**Short exercise**: Please write out the records again, swapping each "butterscotch chip" for "caramel chip" and changing nothing else.

___ Task material ___

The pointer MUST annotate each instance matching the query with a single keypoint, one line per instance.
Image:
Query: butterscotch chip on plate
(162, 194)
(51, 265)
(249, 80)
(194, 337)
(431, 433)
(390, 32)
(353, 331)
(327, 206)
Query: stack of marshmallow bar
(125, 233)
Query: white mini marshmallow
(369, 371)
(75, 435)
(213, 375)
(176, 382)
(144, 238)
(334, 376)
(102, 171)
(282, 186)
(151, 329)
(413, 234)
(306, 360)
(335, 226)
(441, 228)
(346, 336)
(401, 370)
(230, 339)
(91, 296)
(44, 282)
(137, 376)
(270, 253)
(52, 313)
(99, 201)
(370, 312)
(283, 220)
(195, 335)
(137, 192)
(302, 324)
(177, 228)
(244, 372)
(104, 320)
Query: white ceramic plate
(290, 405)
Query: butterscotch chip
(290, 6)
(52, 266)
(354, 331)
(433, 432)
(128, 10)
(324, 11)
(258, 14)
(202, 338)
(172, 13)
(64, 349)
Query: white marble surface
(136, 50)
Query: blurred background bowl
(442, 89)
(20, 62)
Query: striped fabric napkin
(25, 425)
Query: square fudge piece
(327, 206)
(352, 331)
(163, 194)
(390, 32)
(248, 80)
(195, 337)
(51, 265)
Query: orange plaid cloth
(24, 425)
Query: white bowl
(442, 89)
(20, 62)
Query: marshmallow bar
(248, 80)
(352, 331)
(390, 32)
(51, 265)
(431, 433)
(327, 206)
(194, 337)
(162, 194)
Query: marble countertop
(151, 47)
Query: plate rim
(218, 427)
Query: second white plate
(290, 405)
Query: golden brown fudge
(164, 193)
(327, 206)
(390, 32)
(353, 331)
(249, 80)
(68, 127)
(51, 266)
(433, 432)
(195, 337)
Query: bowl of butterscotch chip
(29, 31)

___

**Output**:
The pointer MUST annotate each instance matching the query with a single keypoint, one line per instance.
Image:
Query: caramel chip on plate
(162, 194)
(51, 265)
(249, 80)
(194, 337)
(431, 433)
(390, 32)
(353, 331)
(327, 206)
Query: stack of marshmallow bar
(125, 233)
Query: white mini marshmallow
(369, 371)
(75, 435)
(213, 375)
(176, 382)
(144, 238)
(334, 376)
(102, 171)
(282, 186)
(151, 329)
(413, 234)
(306, 360)
(335, 226)
(441, 228)
(346, 336)
(401, 370)
(230, 339)
(91, 296)
(44, 282)
(137, 376)
(270, 253)
(52, 313)
(99, 201)
(370, 312)
(283, 220)
(195, 335)
(137, 192)
(302, 324)
(177, 228)
(244, 372)
(104, 320)
Query: white ceramic plate
(290, 405)
Query: caramel chip
(290, 6)
(52, 266)
(354, 331)
(433, 432)
(128, 10)
(324, 11)
(258, 14)
(202, 338)
(172, 13)
(64, 349)
Query: white marble surface
(136, 50)
Query: blurred background bowl
(442, 89)
(20, 62)
Query: striped fabric napkin
(25, 425)
Query: square fudge piece
(327, 206)
(352, 331)
(163, 194)
(390, 32)
(248, 80)
(195, 337)
(51, 265)
Query: orange plaid cloth
(24, 425)
Query: white bowl
(442, 89)
(20, 62)
Query: marshmallow bar
(248, 80)
(352, 331)
(390, 32)
(51, 265)
(431, 433)
(327, 206)
(194, 337)
(162, 194)
Query: marble countertop
(151, 47)
Query: plate rim
(218, 427)
Query: second white plate
(290, 405)
Query: golden brown fudge
(164, 193)
(327, 206)
(390, 32)
(353, 331)
(249, 80)
(68, 127)
(51, 266)
(433, 432)
(195, 337)
Query: bowl of caramel chip
(29, 31)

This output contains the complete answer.